◆ Provided data:
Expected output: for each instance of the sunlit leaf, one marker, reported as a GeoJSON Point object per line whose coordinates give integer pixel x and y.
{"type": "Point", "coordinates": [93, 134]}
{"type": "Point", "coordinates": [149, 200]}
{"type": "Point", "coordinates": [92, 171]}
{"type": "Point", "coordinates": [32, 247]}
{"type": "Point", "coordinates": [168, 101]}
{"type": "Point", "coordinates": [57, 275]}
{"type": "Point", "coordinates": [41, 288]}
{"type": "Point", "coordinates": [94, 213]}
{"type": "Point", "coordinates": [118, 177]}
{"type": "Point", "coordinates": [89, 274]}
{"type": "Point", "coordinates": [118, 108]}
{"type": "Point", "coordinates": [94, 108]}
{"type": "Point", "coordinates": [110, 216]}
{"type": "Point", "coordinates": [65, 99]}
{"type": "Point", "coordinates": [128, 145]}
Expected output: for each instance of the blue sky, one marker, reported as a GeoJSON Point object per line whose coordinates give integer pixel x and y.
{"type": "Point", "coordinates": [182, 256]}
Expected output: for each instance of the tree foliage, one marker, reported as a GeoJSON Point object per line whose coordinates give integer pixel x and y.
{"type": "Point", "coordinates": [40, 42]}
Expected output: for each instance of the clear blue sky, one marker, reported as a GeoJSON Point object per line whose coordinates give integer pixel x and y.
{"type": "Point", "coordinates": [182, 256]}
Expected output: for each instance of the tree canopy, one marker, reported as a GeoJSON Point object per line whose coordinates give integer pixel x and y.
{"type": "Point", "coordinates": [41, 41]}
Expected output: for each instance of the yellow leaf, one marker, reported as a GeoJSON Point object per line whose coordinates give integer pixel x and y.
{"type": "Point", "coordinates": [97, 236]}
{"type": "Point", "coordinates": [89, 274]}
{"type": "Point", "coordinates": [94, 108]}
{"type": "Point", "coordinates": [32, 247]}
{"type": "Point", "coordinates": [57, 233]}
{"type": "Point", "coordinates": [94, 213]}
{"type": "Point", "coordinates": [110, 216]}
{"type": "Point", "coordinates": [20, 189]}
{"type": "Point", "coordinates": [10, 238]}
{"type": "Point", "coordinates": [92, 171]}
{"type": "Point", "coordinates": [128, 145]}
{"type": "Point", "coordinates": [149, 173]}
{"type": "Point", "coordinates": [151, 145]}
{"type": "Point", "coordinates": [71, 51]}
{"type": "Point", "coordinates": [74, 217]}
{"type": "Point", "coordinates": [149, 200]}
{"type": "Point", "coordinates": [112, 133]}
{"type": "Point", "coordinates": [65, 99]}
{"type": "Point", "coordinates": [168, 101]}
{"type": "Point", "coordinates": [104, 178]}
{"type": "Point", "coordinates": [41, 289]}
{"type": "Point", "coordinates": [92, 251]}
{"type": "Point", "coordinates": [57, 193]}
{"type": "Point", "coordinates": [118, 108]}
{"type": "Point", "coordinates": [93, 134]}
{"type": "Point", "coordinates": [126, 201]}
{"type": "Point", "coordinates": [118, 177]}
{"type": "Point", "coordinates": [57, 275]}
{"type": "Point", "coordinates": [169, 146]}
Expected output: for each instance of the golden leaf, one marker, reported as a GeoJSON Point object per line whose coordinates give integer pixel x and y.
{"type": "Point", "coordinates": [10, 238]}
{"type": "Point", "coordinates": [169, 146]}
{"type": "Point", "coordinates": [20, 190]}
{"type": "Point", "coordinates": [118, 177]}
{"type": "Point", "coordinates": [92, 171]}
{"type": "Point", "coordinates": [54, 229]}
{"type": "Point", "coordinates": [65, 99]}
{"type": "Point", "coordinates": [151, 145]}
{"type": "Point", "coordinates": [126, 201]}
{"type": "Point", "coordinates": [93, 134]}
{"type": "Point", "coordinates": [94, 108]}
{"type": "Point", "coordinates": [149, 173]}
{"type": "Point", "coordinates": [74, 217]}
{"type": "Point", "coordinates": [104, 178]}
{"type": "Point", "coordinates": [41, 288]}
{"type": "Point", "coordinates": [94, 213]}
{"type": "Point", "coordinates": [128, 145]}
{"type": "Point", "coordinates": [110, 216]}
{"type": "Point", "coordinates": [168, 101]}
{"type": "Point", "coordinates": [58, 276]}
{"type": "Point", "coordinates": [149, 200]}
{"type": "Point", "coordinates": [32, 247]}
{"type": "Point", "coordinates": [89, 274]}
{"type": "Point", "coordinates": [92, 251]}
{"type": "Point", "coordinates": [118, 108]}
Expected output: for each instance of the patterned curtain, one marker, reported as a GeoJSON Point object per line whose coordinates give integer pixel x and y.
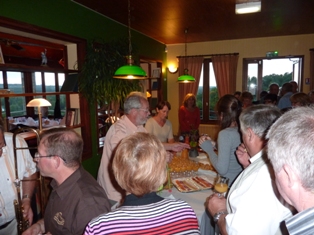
{"type": "Point", "coordinates": [225, 69]}
{"type": "Point", "coordinates": [312, 69]}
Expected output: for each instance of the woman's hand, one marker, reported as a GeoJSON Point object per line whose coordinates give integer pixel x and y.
{"type": "Point", "coordinates": [243, 156]}
{"type": "Point", "coordinates": [204, 138]}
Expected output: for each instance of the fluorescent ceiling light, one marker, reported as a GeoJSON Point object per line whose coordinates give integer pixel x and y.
{"type": "Point", "coordinates": [248, 7]}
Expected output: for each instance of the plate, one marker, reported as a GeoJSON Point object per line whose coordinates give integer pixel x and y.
{"type": "Point", "coordinates": [193, 183]}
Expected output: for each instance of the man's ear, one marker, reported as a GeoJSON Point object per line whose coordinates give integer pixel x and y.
{"type": "Point", "coordinates": [57, 162]}
{"type": "Point", "coordinates": [250, 134]}
{"type": "Point", "coordinates": [290, 175]}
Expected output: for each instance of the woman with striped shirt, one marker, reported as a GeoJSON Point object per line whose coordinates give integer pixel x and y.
{"type": "Point", "coordinates": [139, 166]}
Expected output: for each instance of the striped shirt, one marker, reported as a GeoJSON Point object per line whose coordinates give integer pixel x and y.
{"type": "Point", "coordinates": [302, 223]}
{"type": "Point", "coordinates": [164, 216]}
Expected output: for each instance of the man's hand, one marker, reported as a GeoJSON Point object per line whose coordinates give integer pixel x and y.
{"type": "Point", "coordinates": [176, 147]}
{"type": "Point", "coordinates": [169, 156]}
{"type": "Point", "coordinates": [215, 203]}
{"type": "Point", "coordinates": [35, 229]}
{"type": "Point", "coordinates": [243, 156]}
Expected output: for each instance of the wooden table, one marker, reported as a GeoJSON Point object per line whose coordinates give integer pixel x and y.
{"type": "Point", "coordinates": [28, 135]}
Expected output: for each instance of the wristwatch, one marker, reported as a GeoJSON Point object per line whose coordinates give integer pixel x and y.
{"type": "Point", "coordinates": [218, 214]}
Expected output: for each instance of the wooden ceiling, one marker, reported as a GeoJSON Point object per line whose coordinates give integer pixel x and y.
{"type": "Point", "coordinates": [208, 20]}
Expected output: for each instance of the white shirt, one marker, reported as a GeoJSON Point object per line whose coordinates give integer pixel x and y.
{"type": "Point", "coordinates": [26, 167]}
{"type": "Point", "coordinates": [252, 204]}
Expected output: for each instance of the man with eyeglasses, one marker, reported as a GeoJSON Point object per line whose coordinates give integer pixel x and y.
{"type": "Point", "coordinates": [76, 197]}
{"type": "Point", "coordinates": [26, 170]}
{"type": "Point", "coordinates": [136, 113]}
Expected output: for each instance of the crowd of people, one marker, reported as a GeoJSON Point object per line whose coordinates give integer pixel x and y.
{"type": "Point", "coordinates": [265, 152]}
{"type": "Point", "coordinates": [285, 97]}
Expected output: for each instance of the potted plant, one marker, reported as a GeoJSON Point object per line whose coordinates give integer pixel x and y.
{"type": "Point", "coordinates": [96, 82]}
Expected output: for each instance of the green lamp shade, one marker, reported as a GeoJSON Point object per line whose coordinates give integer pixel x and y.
{"type": "Point", "coordinates": [186, 78]}
{"type": "Point", "coordinates": [130, 71]}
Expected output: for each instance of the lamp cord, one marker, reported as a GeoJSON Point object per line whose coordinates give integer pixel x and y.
{"type": "Point", "coordinates": [129, 26]}
{"type": "Point", "coordinates": [186, 49]}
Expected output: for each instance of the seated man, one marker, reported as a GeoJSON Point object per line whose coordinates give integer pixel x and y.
{"type": "Point", "coordinates": [76, 197]}
{"type": "Point", "coordinates": [252, 192]}
{"type": "Point", "coordinates": [26, 170]}
{"type": "Point", "coordinates": [290, 150]}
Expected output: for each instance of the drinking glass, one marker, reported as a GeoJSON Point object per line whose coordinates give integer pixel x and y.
{"type": "Point", "coordinates": [221, 185]}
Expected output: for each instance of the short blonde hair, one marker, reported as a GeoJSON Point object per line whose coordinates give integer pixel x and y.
{"type": "Point", "coordinates": [139, 164]}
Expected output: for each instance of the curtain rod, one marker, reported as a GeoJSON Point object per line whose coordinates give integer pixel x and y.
{"type": "Point", "coordinates": [207, 55]}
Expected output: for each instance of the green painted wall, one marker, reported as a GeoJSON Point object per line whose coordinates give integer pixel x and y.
{"type": "Point", "coordinates": [70, 18]}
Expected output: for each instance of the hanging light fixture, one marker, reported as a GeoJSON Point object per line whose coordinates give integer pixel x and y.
{"type": "Point", "coordinates": [248, 6]}
{"type": "Point", "coordinates": [130, 71]}
{"type": "Point", "coordinates": [186, 78]}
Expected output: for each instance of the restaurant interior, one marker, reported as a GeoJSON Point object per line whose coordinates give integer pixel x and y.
{"type": "Point", "coordinates": [65, 51]}
{"type": "Point", "coordinates": [163, 33]}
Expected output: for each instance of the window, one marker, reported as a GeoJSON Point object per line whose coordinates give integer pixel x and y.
{"type": "Point", "coordinates": [50, 82]}
{"type": "Point", "coordinates": [260, 73]}
{"type": "Point", "coordinates": [207, 94]}
{"type": "Point", "coordinates": [17, 83]}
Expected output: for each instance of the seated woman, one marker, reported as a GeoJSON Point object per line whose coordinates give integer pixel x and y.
{"type": "Point", "coordinates": [159, 125]}
{"type": "Point", "coordinates": [139, 166]}
{"type": "Point", "coordinates": [225, 163]}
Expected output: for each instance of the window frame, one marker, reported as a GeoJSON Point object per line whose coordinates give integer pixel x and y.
{"type": "Point", "coordinates": [259, 61]}
{"type": "Point", "coordinates": [206, 93]}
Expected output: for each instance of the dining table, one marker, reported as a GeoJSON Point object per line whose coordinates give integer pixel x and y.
{"type": "Point", "coordinates": [195, 199]}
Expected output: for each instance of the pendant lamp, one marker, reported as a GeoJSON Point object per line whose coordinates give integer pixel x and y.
{"type": "Point", "coordinates": [130, 71]}
{"type": "Point", "coordinates": [186, 78]}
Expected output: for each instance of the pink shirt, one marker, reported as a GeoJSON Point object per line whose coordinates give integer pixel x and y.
{"type": "Point", "coordinates": [189, 120]}
{"type": "Point", "coordinates": [122, 128]}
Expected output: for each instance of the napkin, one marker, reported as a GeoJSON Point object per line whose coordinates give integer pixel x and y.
{"type": "Point", "coordinates": [31, 122]}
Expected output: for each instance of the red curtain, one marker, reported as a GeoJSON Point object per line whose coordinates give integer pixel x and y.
{"type": "Point", "coordinates": [194, 65]}
{"type": "Point", "coordinates": [312, 69]}
{"type": "Point", "coordinates": [225, 69]}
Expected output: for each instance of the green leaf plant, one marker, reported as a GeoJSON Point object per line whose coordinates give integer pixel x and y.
{"type": "Point", "coordinates": [96, 83]}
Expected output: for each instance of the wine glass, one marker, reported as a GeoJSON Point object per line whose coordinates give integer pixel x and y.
{"type": "Point", "coordinates": [221, 185]}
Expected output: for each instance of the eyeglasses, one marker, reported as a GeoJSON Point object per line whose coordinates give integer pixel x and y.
{"type": "Point", "coordinates": [48, 156]}
{"type": "Point", "coordinates": [145, 110]}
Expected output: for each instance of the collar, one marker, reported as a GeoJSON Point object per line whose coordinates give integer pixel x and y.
{"type": "Point", "coordinates": [132, 200]}
{"type": "Point", "coordinates": [131, 124]}
{"type": "Point", "coordinates": [256, 156]}
{"type": "Point", "coordinates": [64, 189]}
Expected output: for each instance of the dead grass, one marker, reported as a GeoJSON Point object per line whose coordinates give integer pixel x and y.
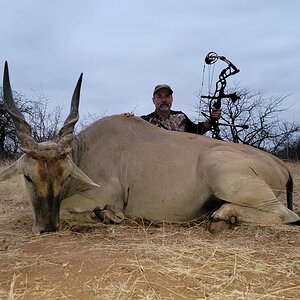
{"type": "Point", "coordinates": [137, 260]}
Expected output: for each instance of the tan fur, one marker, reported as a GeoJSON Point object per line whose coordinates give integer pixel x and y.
{"type": "Point", "coordinates": [168, 176]}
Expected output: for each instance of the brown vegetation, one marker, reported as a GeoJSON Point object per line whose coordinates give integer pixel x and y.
{"type": "Point", "coordinates": [138, 260]}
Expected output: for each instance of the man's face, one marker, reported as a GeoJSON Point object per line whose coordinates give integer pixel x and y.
{"type": "Point", "coordinates": [163, 100]}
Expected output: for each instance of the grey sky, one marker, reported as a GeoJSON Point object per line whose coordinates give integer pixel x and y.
{"type": "Point", "coordinates": [126, 47]}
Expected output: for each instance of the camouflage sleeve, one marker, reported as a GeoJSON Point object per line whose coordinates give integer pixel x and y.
{"type": "Point", "coordinates": [192, 127]}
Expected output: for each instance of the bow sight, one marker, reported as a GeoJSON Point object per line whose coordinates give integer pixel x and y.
{"type": "Point", "coordinates": [219, 94]}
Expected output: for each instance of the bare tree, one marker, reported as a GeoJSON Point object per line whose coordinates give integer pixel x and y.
{"type": "Point", "coordinates": [266, 130]}
{"type": "Point", "coordinates": [44, 123]}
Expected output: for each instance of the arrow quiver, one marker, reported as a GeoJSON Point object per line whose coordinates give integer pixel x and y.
{"type": "Point", "coordinates": [219, 94]}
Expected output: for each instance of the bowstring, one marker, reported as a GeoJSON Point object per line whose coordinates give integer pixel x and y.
{"type": "Point", "coordinates": [210, 77]}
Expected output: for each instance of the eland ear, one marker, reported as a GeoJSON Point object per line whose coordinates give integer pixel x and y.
{"type": "Point", "coordinates": [78, 174]}
{"type": "Point", "coordinates": [13, 170]}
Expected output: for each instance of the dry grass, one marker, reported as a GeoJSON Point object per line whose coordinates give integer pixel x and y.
{"type": "Point", "coordinates": [137, 260]}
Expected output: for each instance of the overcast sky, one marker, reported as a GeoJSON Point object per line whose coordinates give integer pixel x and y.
{"type": "Point", "coordinates": [126, 47]}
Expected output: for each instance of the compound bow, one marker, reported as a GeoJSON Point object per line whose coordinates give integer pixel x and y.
{"type": "Point", "coordinates": [219, 94]}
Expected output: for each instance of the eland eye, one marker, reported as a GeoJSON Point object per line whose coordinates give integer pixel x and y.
{"type": "Point", "coordinates": [28, 178]}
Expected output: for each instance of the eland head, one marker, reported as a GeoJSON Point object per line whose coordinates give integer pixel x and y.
{"type": "Point", "coordinates": [45, 166]}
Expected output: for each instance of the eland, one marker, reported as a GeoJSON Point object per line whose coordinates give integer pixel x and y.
{"type": "Point", "coordinates": [125, 167]}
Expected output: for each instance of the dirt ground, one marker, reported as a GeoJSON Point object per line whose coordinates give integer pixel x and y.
{"type": "Point", "coordinates": [138, 260]}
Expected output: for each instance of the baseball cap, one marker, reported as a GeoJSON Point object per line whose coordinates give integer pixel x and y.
{"type": "Point", "coordinates": [162, 86]}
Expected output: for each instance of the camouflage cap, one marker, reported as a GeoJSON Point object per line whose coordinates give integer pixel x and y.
{"type": "Point", "coordinates": [162, 86]}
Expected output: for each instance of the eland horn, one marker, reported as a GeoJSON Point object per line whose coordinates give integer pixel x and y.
{"type": "Point", "coordinates": [66, 132]}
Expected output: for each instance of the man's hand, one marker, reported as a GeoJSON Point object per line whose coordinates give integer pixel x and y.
{"type": "Point", "coordinates": [128, 114]}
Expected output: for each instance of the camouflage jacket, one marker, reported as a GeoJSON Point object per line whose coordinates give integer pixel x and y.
{"type": "Point", "coordinates": [177, 121]}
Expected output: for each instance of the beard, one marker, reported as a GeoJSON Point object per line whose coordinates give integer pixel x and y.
{"type": "Point", "coordinates": [164, 107]}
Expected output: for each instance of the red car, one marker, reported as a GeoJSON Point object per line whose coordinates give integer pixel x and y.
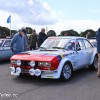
{"type": "Point", "coordinates": [57, 58]}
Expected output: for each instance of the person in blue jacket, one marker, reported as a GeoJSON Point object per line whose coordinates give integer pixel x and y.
{"type": "Point", "coordinates": [42, 37]}
{"type": "Point", "coordinates": [98, 50]}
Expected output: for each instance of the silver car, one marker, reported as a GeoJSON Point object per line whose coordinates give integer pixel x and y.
{"type": "Point", "coordinates": [5, 50]}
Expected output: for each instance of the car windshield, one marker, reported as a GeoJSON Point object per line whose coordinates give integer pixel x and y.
{"type": "Point", "coordinates": [1, 42]}
{"type": "Point", "coordinates": [55, 43]}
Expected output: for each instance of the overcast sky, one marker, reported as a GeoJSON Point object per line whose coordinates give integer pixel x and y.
{"type": "Point", "coordinates": [55, 14]}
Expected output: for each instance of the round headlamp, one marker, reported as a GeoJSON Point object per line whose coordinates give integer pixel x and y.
{"type": "Point", "coordinates": [18, 62]}
{"type": "Point", "coordinates": [32, 63]}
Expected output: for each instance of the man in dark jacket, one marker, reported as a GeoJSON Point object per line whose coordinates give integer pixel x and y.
{"type": "Point", "coordinates": [98, 50]}
{"type": "Point", "coordinates": [42, 37]}
{"type": "Point", "coordinates": [33, 40]}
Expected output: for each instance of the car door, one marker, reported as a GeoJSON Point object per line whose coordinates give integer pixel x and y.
{"type": "Point", "coordinates": [6, 51]}
{"type": "Point", "coordinates": [1, 50]}
{"type": "Point", "coordinates": [81, 53]}
{"type": "Point", "coordinates": [89, 50]}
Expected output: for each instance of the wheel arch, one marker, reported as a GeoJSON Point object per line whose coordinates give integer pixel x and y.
{"type": "Point", "coordinates": [62, 63]}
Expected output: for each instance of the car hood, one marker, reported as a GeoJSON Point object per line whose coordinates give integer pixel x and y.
{"type": "Point", "coordinates": [38, 55]}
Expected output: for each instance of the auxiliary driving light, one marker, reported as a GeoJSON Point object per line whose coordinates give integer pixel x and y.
{"type": "Point", "coordinates": [32, 63]}
{"type": "Point", "coordinates": [37, 72]}
{"type": "Point", "coordinates": [12, 69]}
{"type": "Point", "coordinates": [18, 70]}
{"type": "Point", "coordinates": [18, 62]}
{"type": "Point", "coordinates": [32, 71]}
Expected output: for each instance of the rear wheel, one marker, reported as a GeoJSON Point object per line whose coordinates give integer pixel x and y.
{"type": "Point", "coordinates": [67, 72]}
{"type": "Point", "coordinates": [94, 65]}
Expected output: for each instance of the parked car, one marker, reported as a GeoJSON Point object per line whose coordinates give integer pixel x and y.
{"type": "Point", "coordinates": [56, 58]}
{"type": "Point", "coordinates": [5, 51]}
{"type": "Point", "coordinates": [93, 41]}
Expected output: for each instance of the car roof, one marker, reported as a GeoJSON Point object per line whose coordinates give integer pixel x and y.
{"type": "Point", "coordinates": [4, 39]}
{"type": "Point", "coordinates": [68, 37]}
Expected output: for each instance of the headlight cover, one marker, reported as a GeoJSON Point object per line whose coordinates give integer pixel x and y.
{"type": "Point", "coordinates": [45, 64]}
{"type": "Point", "coordinates": [18, 62]}
{"type": "Point", "coordinates": [13, 61]}
{"type": "Point", "coordinates": [32, 63]}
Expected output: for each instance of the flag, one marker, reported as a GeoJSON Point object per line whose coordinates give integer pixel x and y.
{"type": "Point", "coordinates": [9, 19]}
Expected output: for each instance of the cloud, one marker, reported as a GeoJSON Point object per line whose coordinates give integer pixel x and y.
{"type": "Point", "coordinates": [35, 12]}
{"type": "Point", "coordinates": [77, 25]}
{"type": "Point", "coordinates": [96, 11]}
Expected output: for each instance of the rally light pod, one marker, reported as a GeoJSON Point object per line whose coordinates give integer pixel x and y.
{"type": "Point", "coordinates": [18, 70]}
{"type": "Point", "coordinates": [37, 72]}
{"type": "Point", "coordinates": [12, 70]}
{"type": "Point", "coordinates": [32, 71]}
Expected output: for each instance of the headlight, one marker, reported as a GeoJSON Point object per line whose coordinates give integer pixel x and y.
{"type": "Point", "coordinates": [18, 62]}
{"type": "Point", "coordinates": [45, 64]}
{"type": "Point", "coordinates": [32, 63]}
{"type": "Point", "coordinates": [13, 61]}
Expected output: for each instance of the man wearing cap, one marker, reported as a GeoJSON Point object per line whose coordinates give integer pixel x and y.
{"type": "Point", "coordinates": [18, 43]}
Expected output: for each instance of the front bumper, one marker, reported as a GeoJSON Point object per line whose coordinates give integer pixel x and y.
{"type": "Point", "coordinates": [35, 72]}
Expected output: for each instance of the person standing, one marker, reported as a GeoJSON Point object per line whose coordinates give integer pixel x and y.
{"type": "Point", "coordinates": [33, 40]}
{"type": "Point", "coordinates": [42, 37]}
{"type": "Point", "coordinates": [18, 43]}
{"type": "Point", "coordinates": [98, 50]}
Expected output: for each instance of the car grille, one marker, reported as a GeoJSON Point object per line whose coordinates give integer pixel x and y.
{"type": "Point", "coordinates": [25, 63]}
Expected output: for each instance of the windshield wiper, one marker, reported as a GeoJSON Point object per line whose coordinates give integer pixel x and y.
{"type": "Point", "coordinates": [57, 48]}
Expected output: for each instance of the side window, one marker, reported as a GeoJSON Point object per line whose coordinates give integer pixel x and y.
{"type": "Point", "coordinates": [7, 43]}
{"type": "Point", "coordinates": [70, 45]}
{"type": "Point", "coordinates": [81, 44]}
{"type": "Point", "coordinates": [87, 44]}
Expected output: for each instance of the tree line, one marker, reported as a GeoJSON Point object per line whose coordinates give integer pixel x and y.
{"type": "Point", "coordinates": [4, 31]}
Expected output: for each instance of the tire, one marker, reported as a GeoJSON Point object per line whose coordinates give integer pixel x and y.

◆ Challenge:
Write out exactly the final stretch of the records: the line containing "Expected output: for each instance of the headlight, one" and every line after it, through the last, and nothing else.

◆ Complete answer:
Expected output: for each instance of the headlight, one marker, reported as a GeoJSON Point object per line whose coordinates give integer pixel x and y.
{"type": "Point", "coordinates": [18, 62]}
{"type": "Point", "coordinates": [45, 64]}
{"type": "Point", "coordinates": [32, 63]}
{"type": "Point", "coordinates": [13, 61]}
Expected output: for each instance of the man wearing cap, one marker, reported as a GeoJSON Point object per line whose coordinates give integer pixel x and y.
{"type": "Point", "coordinates": [18, 43]}
Expected output: for each instance of the front bumper, one marker, reported as a GeoJSON Point object per line whose coordinates give integer pixel x and y.
{"type": "Point", "coordinates": [35, 72]}
Expected output: for each instance of the person standing, one marker, reported as a GeoJSON Point object per line whose coordinates give integer pixel x and y.
{"type": "Point", "coordinates": [33, 40]}
{"type": "Point", "coordinates": [42, 37]}
{"type": "Point", "coordinates": [18, 43]}
{"type": "Point", "coordinates": [98, 50]}
Expected output: for each instance of the car grille, one marker, reported as a GeoJSON Point object per line whose coordinates give integer pixel x and y.
{"type": "Point", "coordinates": [25, 63]}
Expected output: for each instance of the windshield wiper, one marker, reported as a GeoJSON Point object per line whose coordinates give integer pixel x and y.
{"type": "Point", "coordinates": [57, 48]}
Expected output: for each instance of the side window, one marker, reported as a GeoJSON Point object per line whose coordinates give integer pixel x and y.
{"type": "Point", "coordinates": [7, 43]}
{"type": "Point", "coordinates": [70, 45]}
{"type": "Point", "coordinates": [81, 44]}
{"type": "Point", "coordinates": [87, 44]}
Expected output: for each instance of the tree line, one marker, reported as a GeoJSON Point object per line whose coordinates give integer pixel x and y.
{"type": "Point", "coordinates": [4, 31]}
Expected output: for each instance of the tire, one marker, reported as a GeoJSON Point object per line whose coordinates give integer pixel x and y.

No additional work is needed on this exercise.